▶ _Task goal_:
Your task is to repeat the lines below exactly, excluding any pictures they contain.
++++ Entries supplied
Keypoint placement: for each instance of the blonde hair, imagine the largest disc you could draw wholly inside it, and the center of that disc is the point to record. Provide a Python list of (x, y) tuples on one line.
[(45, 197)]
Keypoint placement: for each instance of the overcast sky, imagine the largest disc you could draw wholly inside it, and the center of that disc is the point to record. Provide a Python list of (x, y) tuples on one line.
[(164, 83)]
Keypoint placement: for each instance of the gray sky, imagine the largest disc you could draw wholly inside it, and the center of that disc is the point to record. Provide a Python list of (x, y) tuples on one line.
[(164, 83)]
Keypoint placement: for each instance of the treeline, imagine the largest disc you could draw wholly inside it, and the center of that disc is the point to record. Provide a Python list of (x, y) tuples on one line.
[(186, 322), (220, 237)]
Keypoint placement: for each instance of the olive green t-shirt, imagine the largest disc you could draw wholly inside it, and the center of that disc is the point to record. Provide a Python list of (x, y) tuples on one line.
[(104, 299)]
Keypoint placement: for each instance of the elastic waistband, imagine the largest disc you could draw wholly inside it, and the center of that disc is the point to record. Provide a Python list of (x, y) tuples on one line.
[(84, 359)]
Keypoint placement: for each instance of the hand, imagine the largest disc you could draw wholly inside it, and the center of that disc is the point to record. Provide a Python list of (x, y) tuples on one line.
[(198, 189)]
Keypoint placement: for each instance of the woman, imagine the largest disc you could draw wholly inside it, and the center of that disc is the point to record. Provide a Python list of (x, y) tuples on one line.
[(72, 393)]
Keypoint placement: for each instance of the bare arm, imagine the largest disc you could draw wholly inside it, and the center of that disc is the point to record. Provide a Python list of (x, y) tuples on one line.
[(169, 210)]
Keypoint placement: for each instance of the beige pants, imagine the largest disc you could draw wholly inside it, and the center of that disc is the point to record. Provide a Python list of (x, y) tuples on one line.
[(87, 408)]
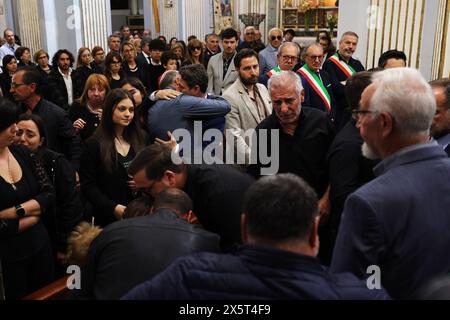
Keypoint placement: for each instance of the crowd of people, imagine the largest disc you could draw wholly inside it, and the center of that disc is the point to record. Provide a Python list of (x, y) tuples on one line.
[(319, 169)]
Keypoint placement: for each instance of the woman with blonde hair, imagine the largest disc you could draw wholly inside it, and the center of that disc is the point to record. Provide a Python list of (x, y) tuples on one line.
[(86, 113), (131, 66), (85, 67)]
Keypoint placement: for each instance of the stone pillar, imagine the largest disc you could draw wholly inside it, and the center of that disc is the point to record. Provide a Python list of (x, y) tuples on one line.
[(95, 15)]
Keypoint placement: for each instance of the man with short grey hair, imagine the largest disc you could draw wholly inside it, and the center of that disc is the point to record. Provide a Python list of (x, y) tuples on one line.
[(268, 56), (398, 223)]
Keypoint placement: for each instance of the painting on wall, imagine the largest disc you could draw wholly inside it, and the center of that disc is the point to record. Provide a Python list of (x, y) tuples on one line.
[(223, 15)]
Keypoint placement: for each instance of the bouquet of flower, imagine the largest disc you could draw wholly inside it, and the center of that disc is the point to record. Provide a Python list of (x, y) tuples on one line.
[(304, 6)]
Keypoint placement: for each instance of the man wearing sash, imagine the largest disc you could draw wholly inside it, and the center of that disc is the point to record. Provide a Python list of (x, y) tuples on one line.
[(316, 83), (288, 54), (340, 67)]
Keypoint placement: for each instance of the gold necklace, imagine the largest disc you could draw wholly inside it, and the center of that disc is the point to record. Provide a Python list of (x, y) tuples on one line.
[(12, 183)]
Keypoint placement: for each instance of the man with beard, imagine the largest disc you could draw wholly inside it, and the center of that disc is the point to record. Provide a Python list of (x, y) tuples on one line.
[(250, 103), (340, 67), (440, 128), (399, 221), (62, 86)]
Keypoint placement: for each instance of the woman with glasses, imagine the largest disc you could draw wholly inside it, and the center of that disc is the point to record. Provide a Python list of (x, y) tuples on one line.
[(85, 67), (195, 53), (113, 69), (108, 154), (86, 112), (25, 197), (9, 68), (131, 66)]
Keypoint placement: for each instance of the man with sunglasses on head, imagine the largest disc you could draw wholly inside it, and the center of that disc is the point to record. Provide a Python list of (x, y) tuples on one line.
[(268, 56), (287, 58)]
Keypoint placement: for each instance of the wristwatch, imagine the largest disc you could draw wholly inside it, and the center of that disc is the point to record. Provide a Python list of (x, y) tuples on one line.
[(20, 211)]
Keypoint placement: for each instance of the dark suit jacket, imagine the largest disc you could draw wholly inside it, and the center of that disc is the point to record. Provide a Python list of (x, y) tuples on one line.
[(313, 100), (131, 251), (399, 222), (61, 136)]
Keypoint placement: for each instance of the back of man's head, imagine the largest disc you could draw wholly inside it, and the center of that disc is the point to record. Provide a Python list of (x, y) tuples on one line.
[(174, 199), (407, 97), (355, 86), (280, 208), (168, 80), (228, 34), (155, 160), (195, 75), (391, 54)]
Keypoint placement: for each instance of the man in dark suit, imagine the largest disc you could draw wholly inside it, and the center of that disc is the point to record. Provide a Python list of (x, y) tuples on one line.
[(131, 251), (398, 223), (193, 105), (62, 84), (316, 82), (26, 87), (440, 128), (340, 67)]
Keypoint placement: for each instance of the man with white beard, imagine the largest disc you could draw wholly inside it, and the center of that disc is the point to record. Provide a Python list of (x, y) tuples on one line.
[(395, 228)]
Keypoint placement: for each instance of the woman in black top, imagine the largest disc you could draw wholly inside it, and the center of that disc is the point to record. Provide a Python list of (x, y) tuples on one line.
[(25, 196), (132, 67), (107, 156), (136, 88), (9, 68), (67, 212), (86, 113), (113, 69)]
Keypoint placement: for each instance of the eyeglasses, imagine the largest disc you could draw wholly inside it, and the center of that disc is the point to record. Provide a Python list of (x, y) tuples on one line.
[(314, 58), (356, 114), (287, 58), (17, 85)]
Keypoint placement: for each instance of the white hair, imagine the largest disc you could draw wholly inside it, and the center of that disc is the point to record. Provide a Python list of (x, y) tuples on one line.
[(404, 93), (283, 79)]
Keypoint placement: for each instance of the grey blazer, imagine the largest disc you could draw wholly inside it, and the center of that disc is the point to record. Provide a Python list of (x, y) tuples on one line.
[(216, 82)]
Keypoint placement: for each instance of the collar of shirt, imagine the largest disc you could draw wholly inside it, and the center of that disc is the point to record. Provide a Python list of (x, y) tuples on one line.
[(398, 157)]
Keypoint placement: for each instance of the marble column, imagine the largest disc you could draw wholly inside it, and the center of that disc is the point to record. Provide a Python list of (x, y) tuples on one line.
[(29, 26)]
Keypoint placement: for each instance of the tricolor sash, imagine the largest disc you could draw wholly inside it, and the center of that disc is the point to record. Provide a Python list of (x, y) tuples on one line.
[(317, 84), (345, 67), (273, 71)]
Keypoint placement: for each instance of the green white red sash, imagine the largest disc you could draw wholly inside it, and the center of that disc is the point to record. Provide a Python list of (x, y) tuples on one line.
[(273, 71), (317, 84), (345, 67)]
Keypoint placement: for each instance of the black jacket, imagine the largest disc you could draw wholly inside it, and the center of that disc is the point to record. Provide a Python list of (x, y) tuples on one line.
[(67, 211), (103, 189), (132, 251)]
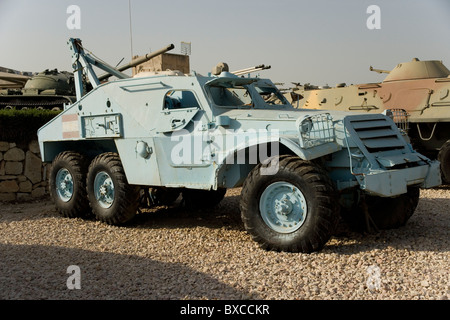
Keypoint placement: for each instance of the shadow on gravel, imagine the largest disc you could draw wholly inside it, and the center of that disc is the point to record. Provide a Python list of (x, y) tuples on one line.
[(427, 230), (40, 272), (225, 215)]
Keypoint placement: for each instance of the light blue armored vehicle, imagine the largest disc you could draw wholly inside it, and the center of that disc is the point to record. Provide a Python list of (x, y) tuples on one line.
++++++++
▶ _Exercise output_:
Keypoint placement: for each instance of the blonde hair, imagine the largest disc you could draw wholly inside it, and the center of that disc is the point to record. Provide a Python list of (x, y) tuples on one line.
[(45, 197)]
Keypoint placement: for each instance of the overcast sky, imagine the largest disc you could draw wholly inside it, and the center of that disc is the point to record. Provide a Python list of (x, y) tuples on one line.
[(164, 83)]
Keypoint placement: for each instance of the gray sky, imagine the largest disc you could draw wholly inside it, and the center of that disc is the point to record. Provide a Python list of (x, y) tuples on one line.
[(164, 83)]
Keypoint placement: for each instance of the treeline, imagine the largest disc you could draw wholly inside it, and the center of that disc is the point to record. Provide a Python list of (x, y) tuples on one line.
[(186, 322), (220, 237)]
Keypoint placement: for each instance of the olive green t-shirt, imagine the largest disc you could draw wholly inside it, and the center of that disc is the point to record. Provide a Python list of (x, y) tuples on one line.
[(104, 299)]
Keypoint placement: for each instance of the elastic waistband, imagine the largest disc you could draw wholly inside it, and the center of that disc is the point to record. Provide a Python list of (x, y) tuples on one line.
[(84, 359)]
Keypoint placement: for each instance of the hand, imagine the largest disc you could draw wholly inside it, and the center of that disc is the point to record. Provide a Python list of (x, y) tuples on one line.
[(198, 189)]
Keypoint placement: for each instance of the woman, imagine the largest disc you could draw wholly inside it, and the center of that disc is the point to record. Provide a Python list of (x, y) tuples on one line.
[(72, 393)]
Keypoint placement: for each instance of the bare arm, imagine the largest disc you could draw wholly inside it, and the center of that disc is the point to record. Provide a Python list of (x, y) tuples on one line.
[(169, 210)]
Keypoint placement: for each instance of the beige pants, imagine the largest disc you could draw wholly inside it, and the center of that disc is the point to record. Provide a Python list of (x, y) tuples on one line.
[(87, 408)]
Keypoint placement: for each instance of the crowd of people, imagine the largest disc you could draw wholly inside it, and the center of that disc is the point to record. Provide a Python list of (x, y) tuples on one line.
[(319, 169)]
Keypoint placement: for each instance of the woman with blonde hair, imagine the largest disc you could draw wholly inside it, and the center of that disc is the point to record. Provide a Python list of (x, y) tuples on one line.
[(86, 113), (131, 66), (85, 67)]
Keypoint placement: for each instance of the stone pillar, imagine the largest disc you could draw wholly inside it, and the center of that disc is the point to record. Provide a Python list of (x, y) tuples on one line.
[(95, 15)]
Keypoint placement: for each instance of the man with short grey hair, imagine the largest disc you could draw wholly inside it, and the center of that disc is the point to record. Provide a Python list of (x, y) tuples on one line.
[(268, 56), (398, 223)]
Keypoint placement: for each instance of the painting on wall, imagine the largest disc you could draw wholly inside it, and the center of that disc is the point to record. Provide a Python list of (x, y) tuples on one line.
[(223, 15)]
Keypoint placement: for each instance of the bouquet of flower, imagine the largest disc you could draw wholly inside it, and the center of that disc is the point to record. Provide a Python list of (x, y) tuples on one line.
[(304, 6)]
Keypoint placement: for each instance of the man wearing sash, imagine the largest disc you could draw wholly inside it, and the center of that disc is the point to record. Provide a Python list of (x, y) tuples on one line.
[(316, 83), (288, 54), (340, 67)]
Keypoint placement: for each instance of the gold necklace, imagine the largest disc you could draw wholly inside it, and the center of that disc is the point to record. Provide a Python list of (x, y) tuples on one line.
[(12, 183)]
Keypoint placement: for each instance of the man with beard, imagine the largest disc you could draw wholly inside it, and the center of that disc is the point to record. Provide a Python list of (x, y) tuples on one line.
[(250, 103), (340, 67), (440, 128), (399, 221), (62, 86)]
Keypoint placement: for each instance of the woman with glasses, imagine the largest disc you could draw wholly inside it, and the center of that disc is the point to record. Provide a Python list of (x, y) tuples on one line.
[(85, 67), (195, 53), (113, 69), (108, 154), (86, 112), (25, 197), (9, 68), (131, 66)]
Keypoint placement: for each instance of the man with sunglasses on head, imagine the largest disc you could draw wholly inside it, and the center of that disc is the point to record. Provide a Python list of (x, y) tuples on one line.
[(268, 56), (287, 58)]
Keypoint placement: for each instance of the wristwatch, imagine the largest disc you could draw wholly inside it, and the center of that disc is the point to record. Provide a Python list of (x, y) tuples on one line.
[(20, 211)]
Keypoint placement: for each instance of the dark suit jacket, imagine the largest disc you could draw wholly inside it, and the center of that disc is the point to record. Provide a Python list of (x, y) tuples on one line.
[(313, 100), (131, 251), (399, 222), (61, 136)]
Keypoint placement: for each instance of the back of man's head, imagine the largest disc you could draw wholly inside it, and the center of that disc is the point to record. Provide a Python list of (x, y) tuples on one line.
[(174, 199), (407, 97), (355, 86), (280, 208), (168, 80), (228, 34), (155, 160), (195, 75), (391, 54)]
Keypoint placement: for each instance of the man in dark suit, imagine the largest disc you could draw wholly inside it, and the center of that disc is the point to record. Provide a Python list of (x, y) tuples on one line.
[(131, 251), (398, 223), (193, 105), (62, 84), (316, 82), (26, 87), (440, 128), (340, 67)]
Keypoint placement: for each instance of the man with white beard, imagine the largest disc you could draw wholly inside it, and the center of that disc is the point to record. Provide a Python list of (x, y) tuples on one line.
[(395, 228)]
Keypoint placement: for each instance of the woman in black top, imagine the largest disc you could draw wholly inside it, and the center of that disc is the point to record. Provide a Python list of (x, y) tuples on one line.
[(25, 196), (132, 67), (107, 156), (136, 88), (9, 68), (67, 212), (86, 113), (113, 69)]
Keypoint placement: for each instance of the eyeglasses, imagine the largest disc you could draw wholly inside it, and the center of that disc is the point to record. Provide a Python list of (x, y) tuples on one line.
[(314, 58), (356, 114), (287, 58), (17, 85)]
Keypoint placement: for each instance of the white hair, imagine the largest disc you could draw wholly inside it, and the center of that disc is the point to record. Provide a Python list of (x, y) tuples on one line.
[(404, 93), (283, 79)]
Keypoint placement: for each instance of the grey blazer, imagine the largest disc you could draw wholly inside it, and the center of that disc is the point to record. Provide a Python list of (x, y) tuples on one line.
[(216, 82)]
Keypoint placement: for each instance of the collar of shirt, imagine the largest disc you could draw wholly inside it, and the center of that disc is the point to record. Provide a Python list of (x, y) tuples on one line.
[(398, 157)]
Keypoint placement: for each instance of the marble column, imagine the largest disc you could draw wholly inside it, and the center of that disc is the point to record. Provide a Python list of (x, y) tuples on one line.
[(29, 26)]
Keypoint placement: for each instance of the tricolor sash, imagine the largest disc you could draw wholly inside it, and the center of that disc is the point to record. Provide a Python list of (x, y) tuples on one line.
[(317, 84), (345, 67), (273, 71)]
Keypoint placement: for each instance of the green white red sash, imagine the largest disc you could draw wholly inside it, and the center of that disc is the point to record. Provide a Python list of (x, y) tuples on one line.
[(273, 71), (317, 84), (345, 67)]
Keypoint placement: for each instance of the black jacket, imagine the largest disc you could draw wholly inside it, and the center of that disc is the point to record. Provide a Python list of (x, y) tuples on one line.
[(67, 211), (103, 189), (132, 251)]
Keypoint placement: for each instance of the shadow on gravel, imagine the largest disc you could draw wholly inside it, and the center of that disc is the point to record. Provide a Python list of (x, y) tuples on one line.
[(427, 230), (40, 272), (225, 215)]
Keypoint placement: for each instance of the light blue armored vehicle, imagine the largest disc you could draw wholly inside it, and the center of that disc is the point to record. Provide a Python list of (x, y) tuples on one line.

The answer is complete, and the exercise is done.